EXERCISE DESCRIPTION: Copy the records below, from the line containing "In the photograph above, where can the curved" through the last line; leave out pictures.

(Pointing dataset excerpts)
########################################

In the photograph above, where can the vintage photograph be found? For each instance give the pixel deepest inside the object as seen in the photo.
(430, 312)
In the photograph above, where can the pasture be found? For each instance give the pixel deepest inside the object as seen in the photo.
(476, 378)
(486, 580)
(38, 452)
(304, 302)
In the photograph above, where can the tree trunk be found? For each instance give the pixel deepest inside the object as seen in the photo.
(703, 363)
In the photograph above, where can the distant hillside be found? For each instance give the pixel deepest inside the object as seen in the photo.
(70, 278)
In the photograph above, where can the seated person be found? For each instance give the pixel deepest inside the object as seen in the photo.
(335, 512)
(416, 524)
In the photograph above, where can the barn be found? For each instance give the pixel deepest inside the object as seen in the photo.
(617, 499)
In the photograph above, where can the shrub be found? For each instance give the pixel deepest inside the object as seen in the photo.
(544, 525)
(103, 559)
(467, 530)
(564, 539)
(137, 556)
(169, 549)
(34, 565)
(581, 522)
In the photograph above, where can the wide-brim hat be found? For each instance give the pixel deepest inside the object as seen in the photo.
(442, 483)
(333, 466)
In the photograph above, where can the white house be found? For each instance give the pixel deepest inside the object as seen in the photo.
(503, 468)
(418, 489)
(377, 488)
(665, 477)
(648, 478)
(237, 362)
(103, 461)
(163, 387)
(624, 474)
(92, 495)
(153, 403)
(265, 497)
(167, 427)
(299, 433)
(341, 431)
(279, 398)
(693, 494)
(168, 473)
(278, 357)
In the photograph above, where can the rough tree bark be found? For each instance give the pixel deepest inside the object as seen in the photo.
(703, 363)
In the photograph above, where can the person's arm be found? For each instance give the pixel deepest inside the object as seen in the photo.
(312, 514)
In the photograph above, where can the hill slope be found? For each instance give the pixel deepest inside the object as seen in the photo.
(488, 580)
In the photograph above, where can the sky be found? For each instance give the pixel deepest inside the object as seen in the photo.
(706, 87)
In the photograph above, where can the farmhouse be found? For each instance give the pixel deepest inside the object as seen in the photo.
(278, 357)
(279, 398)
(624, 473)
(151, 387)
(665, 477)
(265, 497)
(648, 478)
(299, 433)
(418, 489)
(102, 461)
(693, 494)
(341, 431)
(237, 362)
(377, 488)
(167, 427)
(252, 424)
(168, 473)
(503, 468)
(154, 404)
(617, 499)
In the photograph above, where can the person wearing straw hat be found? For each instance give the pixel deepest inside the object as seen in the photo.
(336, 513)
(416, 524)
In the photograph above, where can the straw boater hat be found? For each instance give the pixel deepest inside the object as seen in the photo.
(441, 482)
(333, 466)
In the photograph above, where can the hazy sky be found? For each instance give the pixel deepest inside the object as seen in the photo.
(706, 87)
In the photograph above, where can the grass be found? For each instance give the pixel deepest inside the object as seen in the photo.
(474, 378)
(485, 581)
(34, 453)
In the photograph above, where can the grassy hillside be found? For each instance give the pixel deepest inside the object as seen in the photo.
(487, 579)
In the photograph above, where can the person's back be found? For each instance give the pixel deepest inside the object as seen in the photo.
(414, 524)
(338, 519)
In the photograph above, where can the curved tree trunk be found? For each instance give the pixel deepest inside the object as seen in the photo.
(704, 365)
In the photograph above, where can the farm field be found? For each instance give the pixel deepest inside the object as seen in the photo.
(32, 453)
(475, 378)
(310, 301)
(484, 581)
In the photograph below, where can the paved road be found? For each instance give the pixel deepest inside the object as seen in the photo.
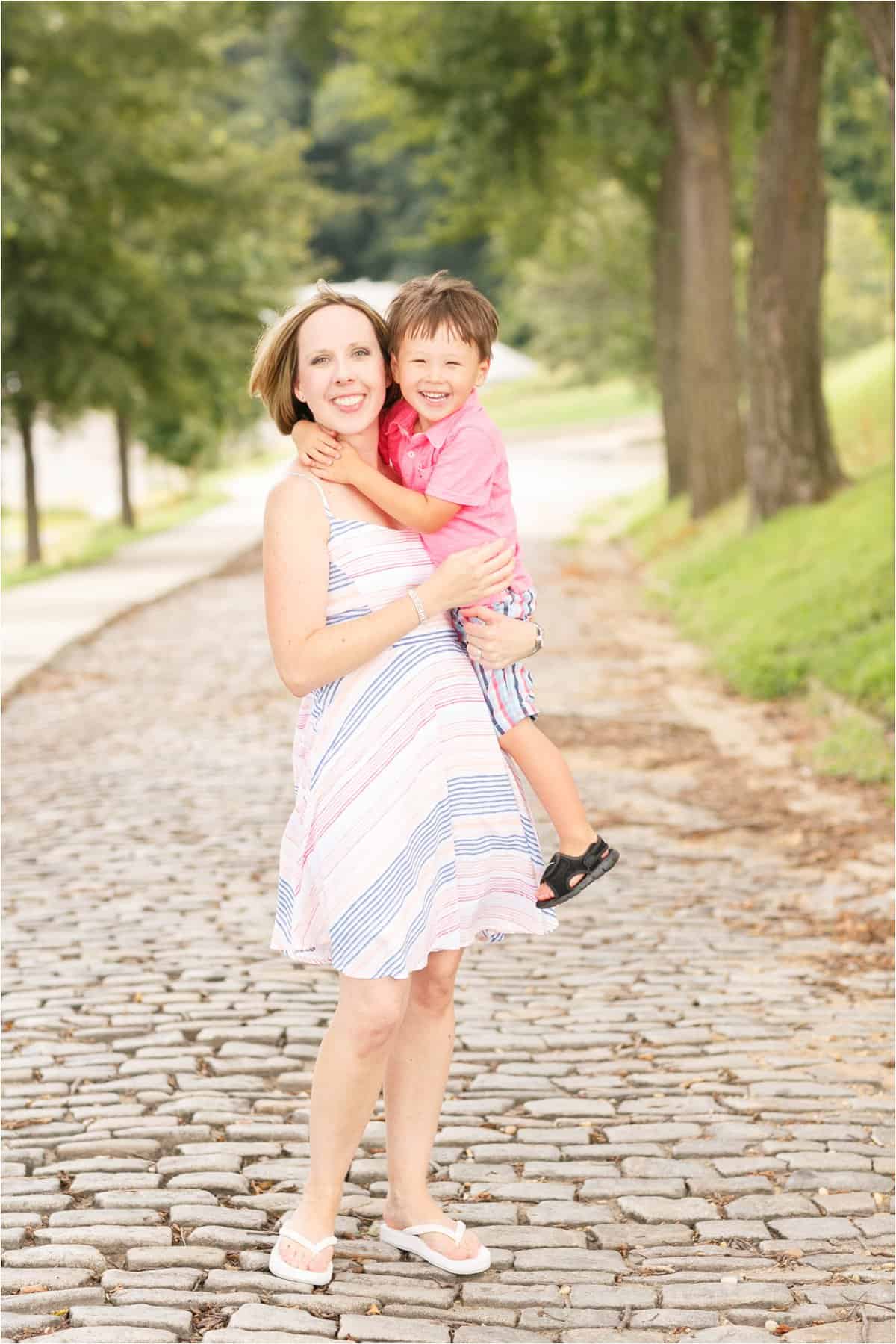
(667, 1121)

########################################

EXERCISE RESPONSE:
In the photograph above, where can the curved tree trunk be found? For each instance give the pixel deepest inside the object as seen in the photo.
(704, 365)
In the photograph above, where can the farm field be found? For each instance give the pixel deepest inside the object as seen in the photo.
(32, 453)
(475, 378)
(310, 301)
(484, 581)
In the photograph below, where can the paved road be found? For each instance give the pixel deepest inside the object as seen in the photo.
(667, 1121)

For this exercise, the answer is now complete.